--- Start of Dataset entries ---
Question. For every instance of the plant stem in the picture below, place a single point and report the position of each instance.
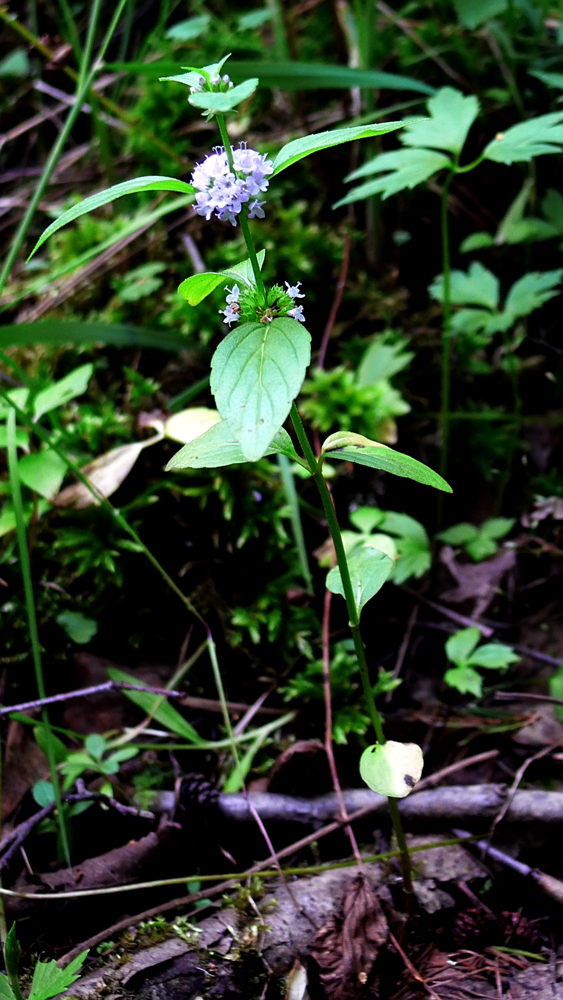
(354, 620)
(243, 220)
(25, 568)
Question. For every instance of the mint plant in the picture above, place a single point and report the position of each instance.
(259, 367)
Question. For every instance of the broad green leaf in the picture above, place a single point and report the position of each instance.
(458, 534)
(404, 168)
(350, 447)
(43, 472)
(72, 385)
(48, 980)
(472, 13)
(522, 142)
(219, 447)
(77, 626)
(197, 287)
(493, 656)
(452, 115)
(478, 286)
(298, 148)
(319, 76)
(460, 646)
(60, 331)
(464, 679)
(157, 706)
(531, 291)
(134, 186)
(221, 103)
(256, 373)
(392, 768)
(369, 569)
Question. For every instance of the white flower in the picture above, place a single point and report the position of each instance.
(223, 192)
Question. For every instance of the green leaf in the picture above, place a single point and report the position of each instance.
(218, 447)
(77, 626)
(157, 706)
(221, 103)
(350, 447)
(452, 115)
(464, 679)
(298, 148)
(522, 142)
(59, 331)
(319, 76)
(472, 13)
(369, 569)
(460, 646)
(392, 768)
(478, 286)
(134, 186)
(493, 656)
(256, 373)
(197, 287)
(48, 980)
(405, 168)
(531, 291)
(74, 384)
(43, 472)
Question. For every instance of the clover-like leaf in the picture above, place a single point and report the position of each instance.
(392, 768)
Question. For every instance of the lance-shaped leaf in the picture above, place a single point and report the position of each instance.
(400, 169)
(256, 373)
(349, 447)
(299, 148)
(392, 768)
(369, 569)
(219, 447)
(197, 287)
(451, 116)
(137, 184)
(522, 142)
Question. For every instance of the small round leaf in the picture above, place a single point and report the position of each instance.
(392, 768)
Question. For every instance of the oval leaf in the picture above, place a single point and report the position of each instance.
(150, 183)
(349, 447)
(257, 371)
(391, 768)
(299, 148)
(369, 569)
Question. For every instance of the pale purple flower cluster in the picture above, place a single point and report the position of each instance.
(223, 192)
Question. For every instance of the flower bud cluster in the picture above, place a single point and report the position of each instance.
(223, 192)
(249, 304)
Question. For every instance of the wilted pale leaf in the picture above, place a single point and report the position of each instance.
(392, 768)
(190, 424)
(105, 473)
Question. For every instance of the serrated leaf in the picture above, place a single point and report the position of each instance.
(522, 142)
(369, 569)
(460, 646)
(219, 447)
(256, 373)
(350, 447)
(157, 706)
(402, 168)
(392, 768)
(477, 286)
(197, 287)
(220, 103)
(531, 291)
(299, 148)
(134, 186)
(48, 980)
(43, 472)
(74, 384)
(452, 115)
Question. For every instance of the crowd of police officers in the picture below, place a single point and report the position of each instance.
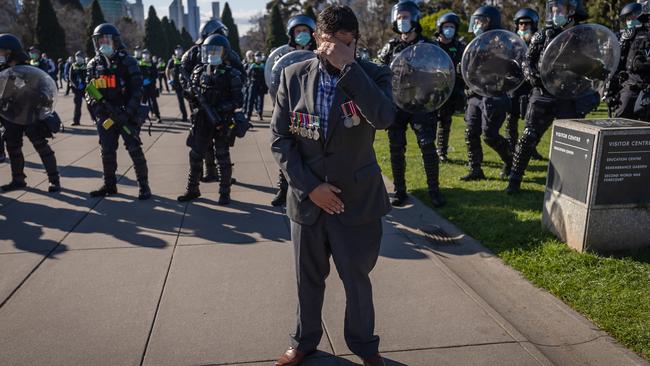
(222, 92)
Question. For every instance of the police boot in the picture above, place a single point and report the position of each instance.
(141, 173)
(225, 168)
(280, 198)
(398, 166)
(474, 158)
(109, 163)
(431, 169)
(192, 191)
(17, 162)
(520, 161)
(443, 142)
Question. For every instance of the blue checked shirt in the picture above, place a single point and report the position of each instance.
(325, 96)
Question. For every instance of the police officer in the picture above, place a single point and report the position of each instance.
(161, 65)
(543, 108)
(447, 37)
(173, 74)
(526, 22)
(77, 79)
(12, 54)
(299, 29)
(635, 62)
(405, 18)
(149, 77)
(117, 76)
(485, 114)
(256, 86)
(190, 60)
(220, 87)
(36, 60)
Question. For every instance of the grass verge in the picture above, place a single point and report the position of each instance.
(612, 291)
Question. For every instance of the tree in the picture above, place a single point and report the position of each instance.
(154, 35)
(277, 35)
(233, 32)
(187, 41)
(130, 30)
(96, 18)
(49, 33)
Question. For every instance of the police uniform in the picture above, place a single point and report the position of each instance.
(77, 80)
(423, 124)
(37, 133)
(635, 61)
(120, 82)
(456, 101)
(256, 88)
(222, 89)
(149, 90)
(173, 67)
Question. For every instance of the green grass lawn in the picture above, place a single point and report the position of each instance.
(612, 291)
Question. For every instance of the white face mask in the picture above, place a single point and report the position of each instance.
(404, 25)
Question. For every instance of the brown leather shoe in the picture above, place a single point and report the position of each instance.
(291, 357)
(375, 360)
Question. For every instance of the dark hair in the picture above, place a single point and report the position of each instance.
(335, 18)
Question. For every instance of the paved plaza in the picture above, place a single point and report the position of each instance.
(116, 281)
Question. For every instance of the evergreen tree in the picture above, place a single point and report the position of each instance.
(96, 18)
(187, 39)
(277, 35)
(309, 11)
(49, 33)
(233, 33)
(154, 35)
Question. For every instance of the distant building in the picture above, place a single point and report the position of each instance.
(216, 10)
(191, 20)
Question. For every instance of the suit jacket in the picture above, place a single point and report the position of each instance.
(344, 157)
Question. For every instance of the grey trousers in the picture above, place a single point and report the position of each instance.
(354, 250)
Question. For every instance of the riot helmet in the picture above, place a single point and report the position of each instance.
(11, 49)
(559, 13)
(630, 15)
(215, 50)
(484, 19)
(443, 27)
(405, 17)
(259, 57)
(107, 39)
(211, 27)
(304, 36)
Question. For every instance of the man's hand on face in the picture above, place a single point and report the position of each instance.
(324, 196)
(335, 50)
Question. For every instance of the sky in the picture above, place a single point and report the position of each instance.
(242, 10)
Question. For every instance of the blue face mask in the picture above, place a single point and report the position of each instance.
(448, 32)
(477, 29)
(303, 38)
(106, 49)
(214, 60)
(560, 20)
(404, 25)
(632, 23)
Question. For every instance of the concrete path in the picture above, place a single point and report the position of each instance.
(116, 281)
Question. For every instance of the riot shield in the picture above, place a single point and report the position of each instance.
(579, 61)
(423, 78)
(27, 94)
(286, 60)
(491, 63)
(275, 55)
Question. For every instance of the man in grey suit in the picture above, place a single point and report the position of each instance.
(326, 114)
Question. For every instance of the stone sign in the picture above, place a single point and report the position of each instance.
(598, 186)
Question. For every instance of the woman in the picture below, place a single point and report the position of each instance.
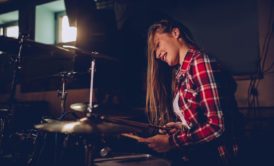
(192, 88)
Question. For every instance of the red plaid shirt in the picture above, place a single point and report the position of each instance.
(199, 100)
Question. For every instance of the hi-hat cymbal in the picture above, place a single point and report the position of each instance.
(84, 126)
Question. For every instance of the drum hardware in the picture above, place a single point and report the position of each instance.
(63, 93)
(92, 54)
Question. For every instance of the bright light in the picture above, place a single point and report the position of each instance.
(68, 33)
(13, 31)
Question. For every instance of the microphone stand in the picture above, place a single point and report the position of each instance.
(89, 148)
(16, 70)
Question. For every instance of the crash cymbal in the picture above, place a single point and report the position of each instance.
(84, 126)
(92, 54)
(11, 45)
(82, 107)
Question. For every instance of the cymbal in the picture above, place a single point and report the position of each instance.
(92, 54)
(82, 107)
(11, 45)
(84, 126)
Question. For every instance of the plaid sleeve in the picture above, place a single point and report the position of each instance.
(209, 103)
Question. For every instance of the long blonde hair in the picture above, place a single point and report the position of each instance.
(160, 81)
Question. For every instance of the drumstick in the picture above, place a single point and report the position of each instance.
(137, 138)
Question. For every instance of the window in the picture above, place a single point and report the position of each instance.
(9, 24)
(65, 33)
(12, 31)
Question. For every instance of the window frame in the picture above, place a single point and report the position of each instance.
(5, 25)
(58, 33)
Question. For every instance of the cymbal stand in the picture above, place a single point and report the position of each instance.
(92, 70)
(63, 93)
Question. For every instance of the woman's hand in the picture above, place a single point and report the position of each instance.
(159, 143)
(174, 127)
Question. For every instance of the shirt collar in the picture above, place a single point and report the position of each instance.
(184, 67)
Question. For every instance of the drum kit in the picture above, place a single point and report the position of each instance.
(88, 132)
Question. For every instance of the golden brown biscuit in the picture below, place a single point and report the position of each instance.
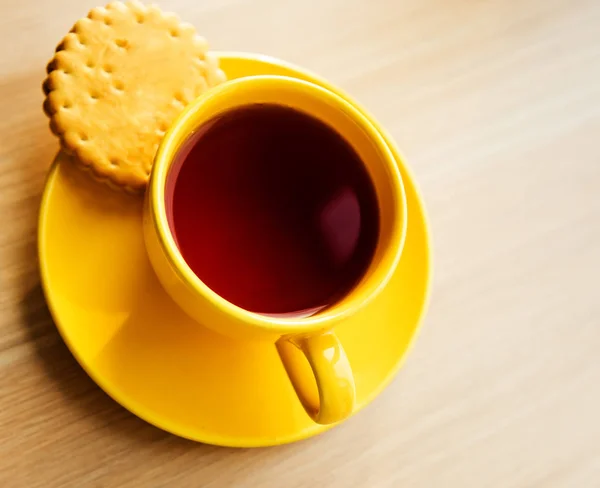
(117, 82)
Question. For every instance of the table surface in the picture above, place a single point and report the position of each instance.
(496, 105)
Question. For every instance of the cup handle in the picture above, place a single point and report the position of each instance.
(331, 397)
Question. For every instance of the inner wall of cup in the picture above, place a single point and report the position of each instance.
(382, 200)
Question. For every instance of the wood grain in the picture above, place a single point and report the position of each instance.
(496, 104)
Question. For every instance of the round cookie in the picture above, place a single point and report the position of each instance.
(116, 83)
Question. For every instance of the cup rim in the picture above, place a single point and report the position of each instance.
(183, 126)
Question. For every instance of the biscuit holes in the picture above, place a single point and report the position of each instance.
(118, 85)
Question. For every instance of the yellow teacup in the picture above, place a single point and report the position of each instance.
(305, 344)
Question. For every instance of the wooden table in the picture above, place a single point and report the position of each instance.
(496, 105)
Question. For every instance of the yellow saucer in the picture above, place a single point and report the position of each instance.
(155, 361)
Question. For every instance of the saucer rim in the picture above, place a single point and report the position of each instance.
(243, 442)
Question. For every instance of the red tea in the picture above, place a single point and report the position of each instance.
(273, 210)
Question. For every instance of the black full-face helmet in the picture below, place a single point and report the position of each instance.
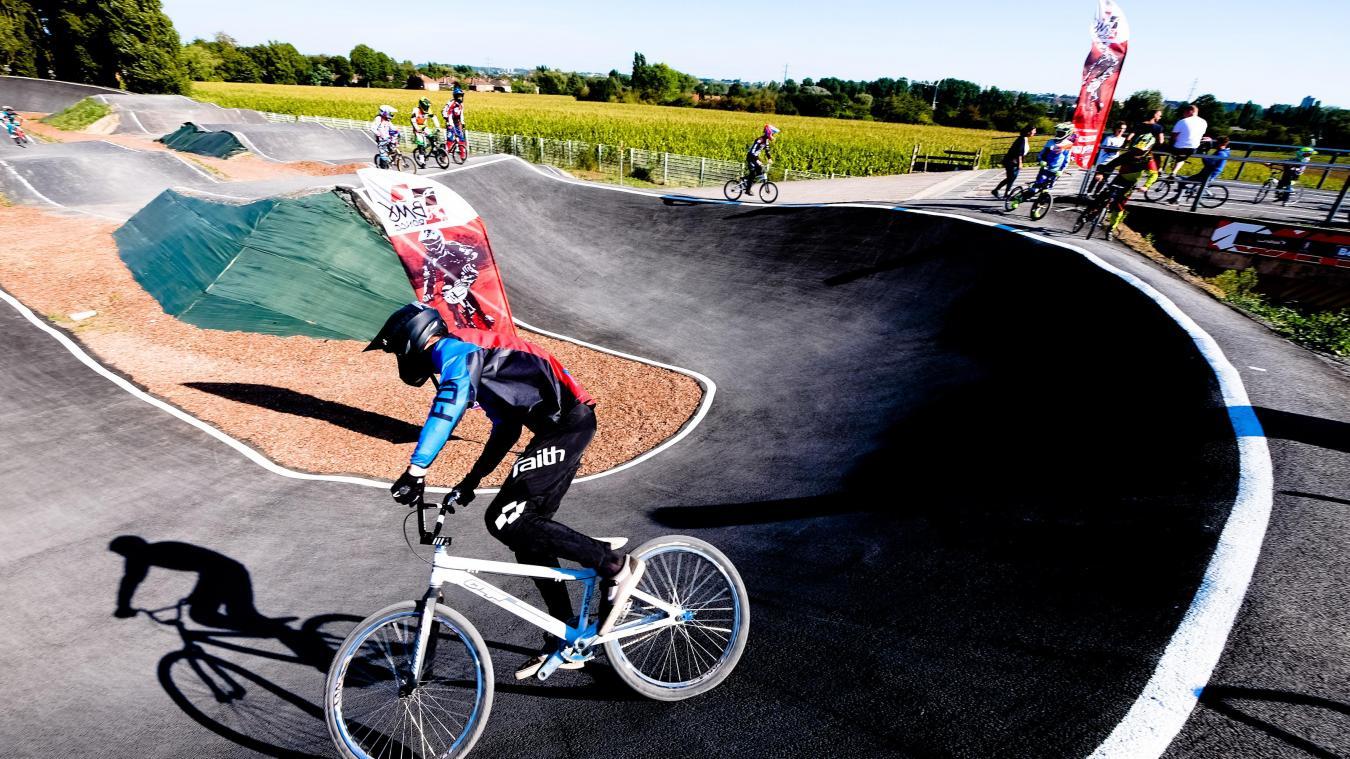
--- End of Dataset entries ---
• _Task brief_
Copy each line of the items above that contains the word "grass".

• _Response to the exercise_
Question. For every instance of the grass verge in the picture above, place a single point and report the position of each instance.
Question. For every instance of the green grass lawn in the picture above, place a single point and report the position of each instance.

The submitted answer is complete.